▶ **SOURCE EXTRACT**:
┏━━

Some Frequently-Asked Questions - Answered

Version .002



This document is dated 05.18.2010, and is Copyright ©2010 by Douglas Castle, with all rights reserved. It was first published as Version .001 on 05.15.2010 in The National Networker Weekly Newsletter.






NOTE: The prototypical example and test case of the validity and viability of the GICBC organizational concept is The TNNWC Group LLC (formerly The National Networker Companies), which is the world’s first organization to follow the GICBC blueprint.  The TNNWC Group LLC is the world’s first GICBC. You may become a Member of The TNNWC Group, LLC without cost, by clicking on http://bit.ly/JoinTNNWC.







The Acronym



GICBC is an acronym for Global Interworked Cooperative Business Community™.

┗━━

▶ **SET OF TASKS**:
a - Print the stretch of the GICBC FAQ from "Version .002" through "clicking on http://bit.ly/JoinTNNWC.".
b - According to the GICBC FAQ, where was Version .001 first published?
c - Which words does the acronym GICBC stand for in the GICBC FAQ? List them in order.
Rely only on the GICBC FAQ itself.

Dataset entries:
┏━━

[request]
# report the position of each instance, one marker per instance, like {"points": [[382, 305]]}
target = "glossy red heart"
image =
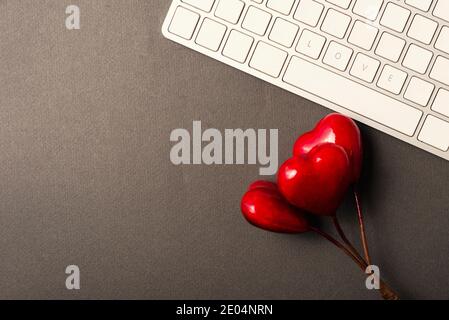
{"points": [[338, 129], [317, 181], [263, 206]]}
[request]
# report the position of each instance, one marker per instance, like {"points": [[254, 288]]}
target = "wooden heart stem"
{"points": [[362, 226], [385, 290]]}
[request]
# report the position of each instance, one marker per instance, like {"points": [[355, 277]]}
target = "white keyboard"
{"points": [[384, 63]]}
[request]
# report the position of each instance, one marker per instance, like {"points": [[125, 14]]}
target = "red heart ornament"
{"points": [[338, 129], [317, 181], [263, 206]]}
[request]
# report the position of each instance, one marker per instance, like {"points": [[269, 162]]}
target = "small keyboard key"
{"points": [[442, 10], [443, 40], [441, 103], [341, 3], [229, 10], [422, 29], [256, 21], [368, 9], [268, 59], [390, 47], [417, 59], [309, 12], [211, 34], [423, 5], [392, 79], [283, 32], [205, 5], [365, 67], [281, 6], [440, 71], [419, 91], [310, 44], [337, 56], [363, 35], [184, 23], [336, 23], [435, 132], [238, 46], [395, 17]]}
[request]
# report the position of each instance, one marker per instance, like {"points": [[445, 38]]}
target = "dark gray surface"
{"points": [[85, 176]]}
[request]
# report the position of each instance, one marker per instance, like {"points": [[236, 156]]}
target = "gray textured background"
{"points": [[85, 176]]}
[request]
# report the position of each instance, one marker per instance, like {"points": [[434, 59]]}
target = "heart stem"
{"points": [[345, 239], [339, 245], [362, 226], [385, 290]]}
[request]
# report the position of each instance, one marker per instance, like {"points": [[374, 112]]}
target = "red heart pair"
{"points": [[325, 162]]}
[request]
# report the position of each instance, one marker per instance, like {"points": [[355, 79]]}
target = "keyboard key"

┗━━

▶ **ACTIVITY ANSWERS**:
a -
Version .002



This document is dated 05.18.2010, and is Copyright ©2010 by Douglas Castle, with all rights reserved. It was first published as Version .001 on 05.15.2010 in The National Networker Weekly Newsletter.






NOTE: The prototypical example and test case of the validity and viability of the GICBC organizational concept is The TNNWC Group LLC (formerly The National Networker Companies), which is the world’s first organization to follow the GICBC blueprint.  The TNNWC Group LLC is the world’s first GICBC. You may become a Member of The TNNWC Group, LLC without cost, by clicking on http://bit.ly/JoinTNNWC.

b - In The National Networker Weekly Newsletter.

c - Global, Interworked, Cooperative, Business, Community